## Begin Records shown
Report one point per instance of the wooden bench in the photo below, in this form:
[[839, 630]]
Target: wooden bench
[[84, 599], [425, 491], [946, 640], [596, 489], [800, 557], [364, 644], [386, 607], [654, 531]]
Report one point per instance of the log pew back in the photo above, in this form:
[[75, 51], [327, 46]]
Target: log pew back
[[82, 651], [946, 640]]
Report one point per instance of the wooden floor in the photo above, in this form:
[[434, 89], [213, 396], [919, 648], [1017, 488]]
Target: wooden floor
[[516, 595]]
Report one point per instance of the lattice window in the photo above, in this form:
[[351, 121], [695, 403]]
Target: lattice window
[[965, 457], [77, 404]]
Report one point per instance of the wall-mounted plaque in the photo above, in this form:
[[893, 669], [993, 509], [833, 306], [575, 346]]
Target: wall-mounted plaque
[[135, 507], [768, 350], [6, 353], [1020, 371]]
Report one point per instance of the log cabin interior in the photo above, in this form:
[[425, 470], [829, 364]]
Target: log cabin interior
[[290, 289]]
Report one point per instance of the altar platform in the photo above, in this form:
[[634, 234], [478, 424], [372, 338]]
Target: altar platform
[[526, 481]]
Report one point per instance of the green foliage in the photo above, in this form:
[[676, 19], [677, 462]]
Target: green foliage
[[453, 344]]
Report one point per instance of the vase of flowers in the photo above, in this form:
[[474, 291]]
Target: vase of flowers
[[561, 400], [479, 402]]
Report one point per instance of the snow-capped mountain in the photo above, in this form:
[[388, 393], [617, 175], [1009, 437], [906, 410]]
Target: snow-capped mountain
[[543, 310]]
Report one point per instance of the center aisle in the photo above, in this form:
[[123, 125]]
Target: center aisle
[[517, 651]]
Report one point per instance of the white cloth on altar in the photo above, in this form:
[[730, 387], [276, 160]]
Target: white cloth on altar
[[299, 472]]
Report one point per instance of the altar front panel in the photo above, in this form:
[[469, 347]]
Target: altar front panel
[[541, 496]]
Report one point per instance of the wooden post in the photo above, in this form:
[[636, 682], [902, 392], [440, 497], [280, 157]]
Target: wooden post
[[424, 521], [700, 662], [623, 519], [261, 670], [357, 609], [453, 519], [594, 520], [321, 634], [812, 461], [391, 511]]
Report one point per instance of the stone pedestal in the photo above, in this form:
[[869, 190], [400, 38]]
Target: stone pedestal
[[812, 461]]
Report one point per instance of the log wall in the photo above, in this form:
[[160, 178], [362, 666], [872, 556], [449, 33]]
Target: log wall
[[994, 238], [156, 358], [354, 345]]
## End Records shown
### To be done
Take the part of the material above that opens with the line containing "Report one point per instance of the wooden floor" and closes with the line containing "[[526, 481]]", and switch every "Target" in it to "Object". Give back only those lines, with nothing else changed.

### Response for this exercise
Report one point per instance of the wooden floor in the photo above, in this form:
[[434, 89], [213, 396], [919, 648], [1017, 488]]
Object: wooden floor
[[516, 595]]
Report one point per instance of the lattice window in the photo above, in this form:
[[351, 121], [695, 403]]
Object: lattice window
[[965, 457], [77, 404]]
Report one point per instance of the wall-mounted plaque in the photo above, in this form:
[[893, 669], [993, 509], [833, 306], [575, 346]]
Object: wall-mounted plaque
[[135, 507], [768, 350], [6, 353], [1020, 371]]
Report one point per instance of the log cabin interior in the photo above, in this form:
[[425, 470], [829, 364]]
Object: log cabin interior
[[290, 289]]
Report one point per instance of the altar platform in the photo above, in this form:
[[634, 234], [478, 424], [372, 338]]
Object: altar platform
[[526, 481]]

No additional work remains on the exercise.